Seçilen Metin -
**********

Evlilik programları için Meclis bu soruyu sordu: Kaç kişi evlendi kaç kişi boşandı?
Tartışmalara neden olan TV evlilik programları, Dilekçe Komisyonu’nda oluşturulan alt komisyon aracılığıyla Meclis’te mercek altına aldı.
AK Parti Gaziantep Milletvekili Canan Candemir Çelik
başkanlığındaki alt komisyon, RTÜK’ten reyting oranlarını, reklam
gelirlerini, sunucularının program başı aldıkları ücretler ile
sponsor firmalarını, TÜİK’ten de bu programlarda gerçekleşen
evlilik sayısı ile boşanmalara ilişkin istatistikleri istedi.
BİR DİSİPLİN GETİRİLSİN
Meclis’te geçtiğimiz dönem ‘aile bütünlüğünü olumsuz etkileyen
unsurlar ile boşanmaların nedenlerini’ araştırmak üzere kurulan
komisyonun başkanlığını yapan AK Parti Düzce Milletvekili Ayşe
Keşir, yasaklamayı doğru bulmadığını, bazı ilkeler getirilip
yapımların yumuşatılabileceğini söyledi. Alt komisyonun son
toplantısında dinlediği Keşir özetle şöyle dedi: “İlk beklenen şey
yasaklansın yönünde. Yani hep sorumluluğu bir başkasının üzerine
atmak diye düşünürüm bunu. Bir düzen ve disiplin getirilmesini
kabul ediyorum. RTÜK, yapımcılarla bir araya gelerek, ‘Evet, belki
programlar yapılabilir ama şu formatta yapılmalı’ gibi bazı ilkeler
belki belirlenebilir yani yapımlar biraz yumuşatılabilir. Aile
dostu kriteri belirleyip bu unvanı almayı cazibeli hale getirelim.

**********

Mevcut Veriler -
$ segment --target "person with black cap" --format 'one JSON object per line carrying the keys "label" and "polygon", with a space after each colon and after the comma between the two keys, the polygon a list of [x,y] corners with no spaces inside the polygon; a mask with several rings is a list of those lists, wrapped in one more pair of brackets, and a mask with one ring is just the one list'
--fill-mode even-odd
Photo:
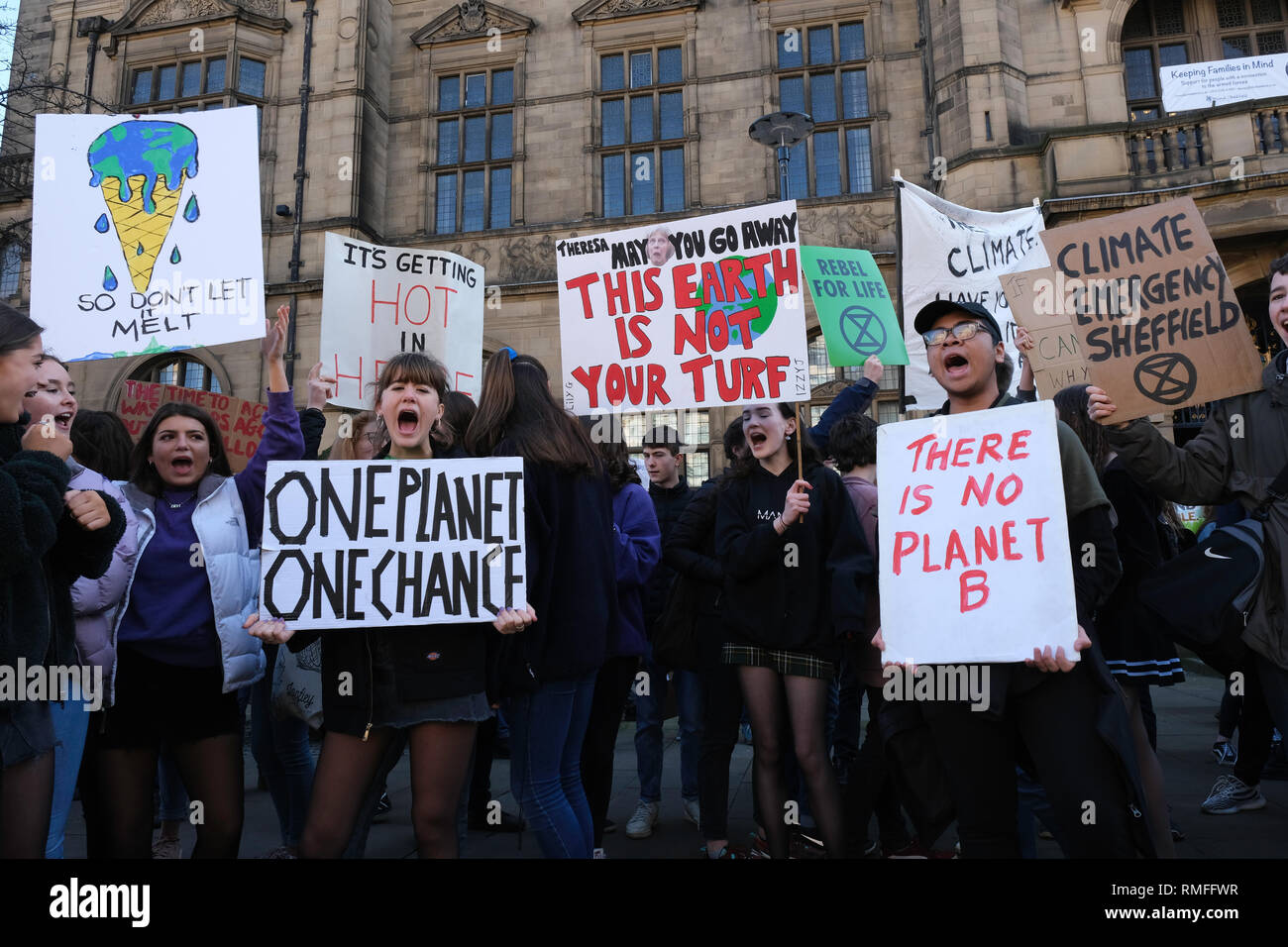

**********

Seçilen metindeki “AK Parti Gaziantep Milletvekili Canan Candemir Çelik” sözleriyle başlayan paragrafı, temel bilgilerini koruyarak madde işaretli bir liste biçiminde yeniden yazınız.

- Alt komisyonun başkanı AK Parti Gaziantep Milletvekili Canan Candemir Çelik'tir.
- Komisyon RTÜK'ten reyting oranlarını, reklam gelirlerini, sunucuların program başına aldıkları ücretleri ve sponsor firmaları istedi.
- TÜİK'ten ise bu programlarda gerçekleşen evliliklerin sayısını ve boşanmalara ilişkin istatistikleri istedi.